- **EXERCISE INSTRUCTIONS**
The answer must be an exact printing of every record below, with the pictures omitted.

DATASET EXTRACT section start

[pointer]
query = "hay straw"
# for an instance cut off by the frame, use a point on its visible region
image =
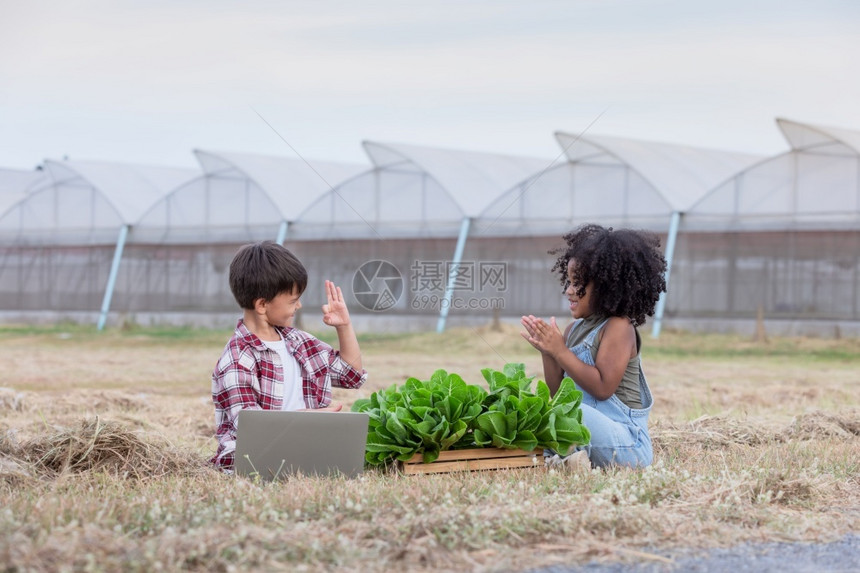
(107, 446)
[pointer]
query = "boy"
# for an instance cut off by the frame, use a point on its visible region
(267, 364)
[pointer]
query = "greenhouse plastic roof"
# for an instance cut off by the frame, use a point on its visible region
(804, 136)
(21, 181)
(814, 185)
(292, 184)
(681, 174)
(473, 179)
(130, 189)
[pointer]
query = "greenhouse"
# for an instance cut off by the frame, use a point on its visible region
(780, 238)
(421, 237)
(60, 240)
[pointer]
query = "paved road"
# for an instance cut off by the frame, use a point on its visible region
(841, 556)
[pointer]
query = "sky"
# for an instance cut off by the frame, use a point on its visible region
(149, 82)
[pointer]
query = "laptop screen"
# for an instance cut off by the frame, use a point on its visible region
(273, 444)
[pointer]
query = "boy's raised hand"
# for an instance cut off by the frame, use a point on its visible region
(335, 312)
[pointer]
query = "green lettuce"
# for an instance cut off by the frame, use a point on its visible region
(445, 412)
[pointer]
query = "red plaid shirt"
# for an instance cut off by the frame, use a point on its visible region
(249, 375)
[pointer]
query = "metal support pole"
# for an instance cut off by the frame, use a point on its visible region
(670, 253)
(282, 233)
(452, 275)
(114, 270)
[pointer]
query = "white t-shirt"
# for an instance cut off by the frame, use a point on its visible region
(293, 396)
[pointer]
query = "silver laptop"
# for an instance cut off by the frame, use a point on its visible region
(275, 444)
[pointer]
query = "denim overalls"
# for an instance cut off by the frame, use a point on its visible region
(619, 434)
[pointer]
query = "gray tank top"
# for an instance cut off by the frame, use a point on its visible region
(628, 389)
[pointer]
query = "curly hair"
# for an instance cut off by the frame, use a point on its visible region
(625, 268)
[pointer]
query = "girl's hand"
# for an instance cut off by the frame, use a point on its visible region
(545, 337)
(335, 312)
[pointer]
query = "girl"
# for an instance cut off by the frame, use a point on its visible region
(613, 280)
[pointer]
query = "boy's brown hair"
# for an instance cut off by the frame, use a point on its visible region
(265, 270)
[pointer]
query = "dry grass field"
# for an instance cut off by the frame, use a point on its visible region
(104, 436)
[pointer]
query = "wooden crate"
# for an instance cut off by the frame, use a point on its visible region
(474, 459)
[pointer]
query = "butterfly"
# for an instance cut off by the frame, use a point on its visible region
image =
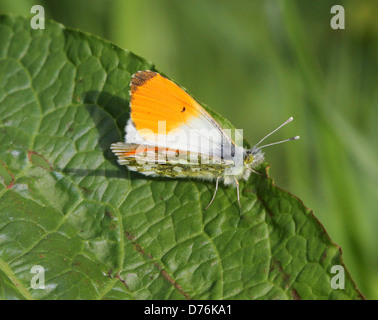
(170, 134)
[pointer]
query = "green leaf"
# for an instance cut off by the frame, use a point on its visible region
(101, 232)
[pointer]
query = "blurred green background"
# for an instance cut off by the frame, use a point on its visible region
(258, 63)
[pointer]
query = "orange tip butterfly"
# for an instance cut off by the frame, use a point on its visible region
(169, 134)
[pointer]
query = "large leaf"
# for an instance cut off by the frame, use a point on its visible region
(101, 232)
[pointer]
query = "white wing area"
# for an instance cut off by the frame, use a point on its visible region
(200, 135)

DATASET EXTRACT section end

- **WRITTEN SOLUTION**
[pointer]
query = "hay straw"
# for an instance cut off by the frame, use a point on its visible region
image =
(107, 446)
[pointer]
query = "boy"
# for an instance cut off by the frame, use a point on its visible region
(267, 364)
[pointer]
query = "greenhouse plastic roof"
# for an instance cut off by the frame, use a point on its visible region
(804, 136)
(21, 181)
(814, 185)
(292, 184)
(681, 174)
(473, 179)
(130, 189)
[pointer]
query = "greenhouse"
# for an instance cut off by the frame, use a point on its visible region
(780, 238)
(421, 237)
(60, 240)
[pointer]
query = "paved road"
# for an instance cut off by the frame, use a point on its visible region
(841, 556)
[pointer]
query = "sky"
# for an instance cut off by the frame, use a point on its visible region
(149, 82)
[pointer]
query = "laptop screen"
# for an instance cut off by the frame, use a point on its visible region
(273, 444)
[pointer]
query = "boy's raised hand"
# for an instance cut off by the frame, use a point on its visible region
(335, 312)
[pointer]
query = "green lettuce"
# for an instance cut off by the frame, use a point on its visible region
(445, 412)
[pointer]
query = "red plaid shirt"
# for an instance cut off by the frame, use a point on its visible region
(249, 375)
[pointer]
query = "metal support pole"
# for an instance cut off by the frame, use a point on its visible region
(670, 253)
(282, 233)
(452, 275)
(114, 270)
[pointer]
query = "white t-shirt"
# for an instance cut off by the frame, use a point on its visible region
(293, 396)
[pointer]
query = "silver laptop"
# for an instance cut off by the frame, use a point on its visible region
(275, 444)
[pointer]
query = "denim overalls"
# for an instance cut off by the frame, use a point on its visible region
(619, 434)
[pointer]
query = "gray tank top"
# for an instance cut off by the frame, use a point on its visible region
(628, 389)
[pointer]
query = "curly hair"
# for an instance cut off by the frame, use a point on its visible region
(625, 268)
[pointer]
query = "girl's hand"
# for an instance cut off by the frame, use a point on its visible region
(545, 337)
(335, 312)
[pointer]
query = "girl"
# for an instance cut off by the frame, use a point on its visible region
(613, 280)
[pointer]
query = "boy's brown hair"
# for an instance cut off by the frame, use a point on its visible region
(265, 270)
[pointer]
query = "dry grass field"
# for an instance cut off by the frame, use a point on its visible region
(104, 436)
[pointer]
query = "wooden crate"
# for an instance cut off by the frame, use a point on its visible region
(474, 459)
[pointer]
query = "butterfly"
# for an instance cut off by the frame, use a point on its visible region
image =
(170, 134)
[pointer]
query = "green leaf"
# for an instance cut off by the frame, use a point on its visible region
(101, 232)
[pointer]
query = "blurred green background"
# for an instance cut off by the frame, use a point on its visible region
(258, 63)
[pointer]
query = "orange tip butterfly"
# for an instance cut off by the frame, use a point on its visible region
(169, 134)
[pointer]
query = "large leaf"
# for an instance cut off by the frame, use a point on its visible region
(101, 232)
[pointer]
query = "white wing area"
# for an instance cut off by the frame, use a point on its visible region
(200, 135)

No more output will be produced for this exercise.